## PROBLEM DESCRIPTION
Reproduce the listing exactly, with no pictures in your copy.

## THE RECORDS

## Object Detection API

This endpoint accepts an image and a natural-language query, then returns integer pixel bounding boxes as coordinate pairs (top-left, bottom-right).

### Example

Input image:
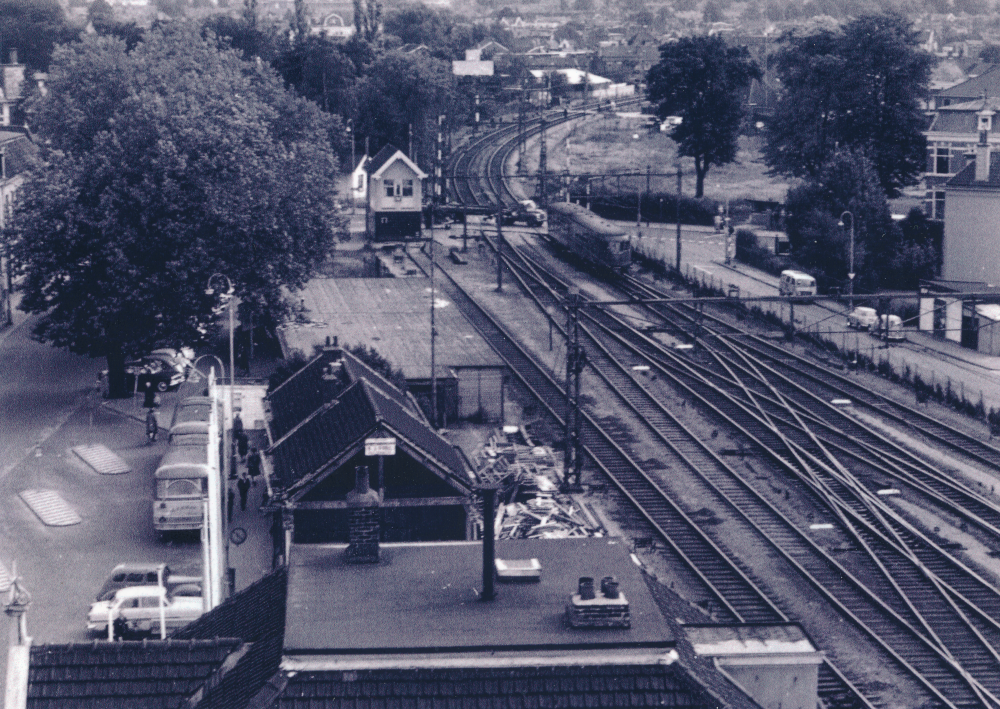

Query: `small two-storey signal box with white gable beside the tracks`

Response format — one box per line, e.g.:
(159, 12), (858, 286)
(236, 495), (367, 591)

## RESPONSE BOX
## Object Detection API

This endpoint accepts an image and a natural-language query, then returns integer pixel bounding boxes as coordinate pairs (top-left, bottom-right).

### Example

Input image:

Query: `small two-storey signal box with white gable beside the tracks`

Response format — one box per line, e.g.:
(159, 12), (858, 286)
(236, 495), (367, 591)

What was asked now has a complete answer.